Si aceptamos al narcotráfico como la matriz contemporánea de todos los demás delitos –trata de personas, secuestro, extorsión, derecho de piso, venta de protección, homicidio y cuantos más se quiera–, combatir a los narcotraficantes sería el equivalente a cegar el manantial para después tapar el pozo. Pero por desgracia no ha sucedido así, aunque quizá no pueda ocurrir de otra manera.

Mientras el gobierno mexicano celebra con platillos y tambores las capturas consecutivas de “La Tuta” y sus cercanos, (comenzando por su hermano el auxiliar financiero), y el Z-42, Oscar Omar Treviño Morales, Sebastián Marroquín, hijo del más notable delincuente de esta estirpe malévola (el colombiano Pablo Escobar Gaviria), nos advierte lo escaso de este éxito:

–¿No es hora –dice—de evaluar alternativas de paz y no de guerra frente a las drogas? Matando a los pacientes no se cura la enfermedad. La democracia tiene una deuda pendiente con la sociedad: firmar la paz con las drogas… ni los niños ni los adultos aprendemos a punta de pistola. Si tenemos que defender nuestras ideas con armas, entonces es menester revisar nuestras ideas.”

Posiblemente tan ingeniosas frases estén bien para la promoción comercial de su libro “Mi padre”, pero si se las analiza con un poco de detenimiento se les verá el cobre detrás de su oropel brilloso.

Si en el asunto de las drogas existen pacientes; es decir, enfermos, ésos son los adictos cuyo consumo sostiene el edificio y el negocio. Y cuando ya la venta de drogas no deja suficiente, entonces los narcos se meten a otras áreas más rentables.

→ DATOS PROPORCIONADOS
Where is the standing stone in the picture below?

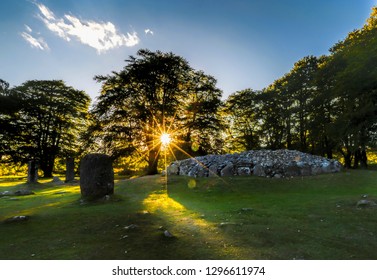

→ QUÉ HACER
#1 Responde con base en el texto sobre el narcotráfico:
(a) ¿Cómo se llama el libro de Sebastián Marroquín?
(b) ¿De quién es hijo Sebastián Marroquín?
(c) Según el último párrafo, ¿quiénes son los pacientes en el asunto de las drogas?
#2 Transcribe sin cambios el pasaje del texto sobre el narcotráfico que va desde "Posiblemente tan ingeniosas" hasta "áreas más rentables.", este último incluido.
#3 Resume en una sola oración el párrafo del texto sobre el narcotráfico que empieza con "Si en el asunto de las drogas existen pacientes", sin perder sus datos principales.

→ SOLUCIONES DEL EJERCICIO
#1
(a) "Mi padre".
(b) Del colombiano Pablo Escobar Gaviria.
(c) Los adictos cuyo consumo sostiene el edificio y el negocio.

#2
Posiblemente tan ingeniosas frases estén bien para la promoción comercial de su libro “Mi padre”, pero si se las analiza con un poco de detenimiento se les verá el cobre detrás de su oropel brilloso.

Si en el asunto de las drogas existen pacientes; es decir, enfermos, ésos son los adictos cuyo consumo sostiene el edificio y el negocio. Y cuando ya la venta de drogas no deja suficiente, entonces los narcos se meten a otras áreas más rentables.

#3 Los pacientes en el asunto de las drogas son los adictos, cuyo consumo sostiene el negocio, y cuando la venta de drogas ya no deja suficiente, los narcos se meten a áreas más rentables.